--- start of INPUT RECORDS ---

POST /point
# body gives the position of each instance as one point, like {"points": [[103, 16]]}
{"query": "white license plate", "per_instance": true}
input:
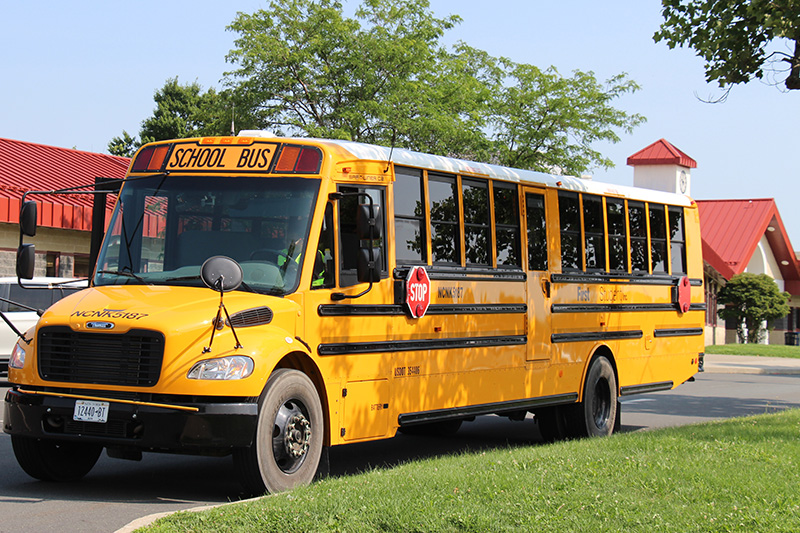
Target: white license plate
{"points": [[88, 411]]}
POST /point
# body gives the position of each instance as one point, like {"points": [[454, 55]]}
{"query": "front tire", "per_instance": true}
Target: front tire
{"points": [[288, 442], [53, 460], [596, 415]]}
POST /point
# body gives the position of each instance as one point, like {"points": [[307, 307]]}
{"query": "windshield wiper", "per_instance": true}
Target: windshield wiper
{"points": [[125, 274], [183, 278]]}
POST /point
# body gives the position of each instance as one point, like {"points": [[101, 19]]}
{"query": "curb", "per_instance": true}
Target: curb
{"points": [[149, 519]]}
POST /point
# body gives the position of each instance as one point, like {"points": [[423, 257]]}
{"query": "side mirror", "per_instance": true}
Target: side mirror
{"points": [[26, 257], [221, 273], [27, 218], [369, 265], [368, 221]]}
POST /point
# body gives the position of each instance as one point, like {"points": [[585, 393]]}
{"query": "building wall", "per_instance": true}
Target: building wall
{"points": [[71, 247], [763, 262]]}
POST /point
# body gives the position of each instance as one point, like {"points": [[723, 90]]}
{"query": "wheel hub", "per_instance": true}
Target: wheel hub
{"points": [[297, 437]]}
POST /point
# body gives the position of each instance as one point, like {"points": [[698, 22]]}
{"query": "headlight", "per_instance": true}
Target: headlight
{"points": [[17, 357], [233, 367]]}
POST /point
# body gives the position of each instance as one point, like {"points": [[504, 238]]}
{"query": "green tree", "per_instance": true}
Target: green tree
{"points": [[182, 110], [733, 37], [750, 300], [384, 77], [545, 121]]}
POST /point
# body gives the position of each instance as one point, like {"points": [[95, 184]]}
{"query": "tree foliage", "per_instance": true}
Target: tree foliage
{"points": [[384, 77], [182, 110], [751, 299], [733, 37]]}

--- end of INPUT RECORDS ---

STATED EXERCISE:
The material above holds pictures; copy everything else in it exactly.

THE SOLUTION:
POST /point
# body gives the position of each instance as one point, like {"points": [[103, 16]]}
{"query": "white license plate", "per_instance": true}
input:
Target: white license plate
{"points": [[88, 411]]}
POST /point
# body gives the position of each instance as one point, like {"points": [[454, 55]]}
{"query": "front tire", "per_instance": true}
Target: front tire
{"points": [[288, 442], [53, 460], [596, 415]]}
POST /point
# body gives the position of each instance as one point, like {"points": [[307, 307]]}
{"query": "windshield wiper", "per_instance": true}
Target: windshield wiper
{"points": [[125, 274], [183, 278]]}
POST /point
# body gives the position of each instance as one point, like {"points": [[101, 19]]}
{"query": "curb", "per_instance": true}
Target: curb
{"points": [[149, 519]]}
POST /point
# body gives the position of each instance as one point, like {"points": [[423, 257]]}
{"query": "side mirror", "per_instance": true}
Target: side mirror
{"points": [[26, 257], [221, 273], [27, 218], [369, 265], [368, 221]]}
POST /point
# body gives the position of each instance as one point, like {"points": [[585, 393]]}
{"query": "building wall", "per_instance": true}
Target: building wall
{"points": [[71, 247], [763, 262]]}
POST /point
# body gives the position of each instance as one point, like {"points": [[723, 90]]}
{"query": "wheel hub", "per_instance": true}
Target: wheel hub
{"points": [[297, 437]]}
POST /point
# body gives the position of each instance as one point, like {"points": [[698, 22]]}
{"query": "headlight", "per_instance": true}
Target: headlight
{"points": [[17, 357], [233, 367]]}
POST /point
# body gives the position of each instance as one point, like {"points": [[504, 238]]}
{"query": "green tree", "per_instance": true}
Target: green tree
{"points": [[182, 110], [733, 37], [750, 300], [384, 77], [545, 121]]}
POST /point
# body gives the position of each instance as one point, like {"points": [[95, 184]]}
{"query": "tree foliage", "per_instance": true}
Target: tree foliage
{"points": [[384, 77], [182, 110], [751, 299], [733, 37]]}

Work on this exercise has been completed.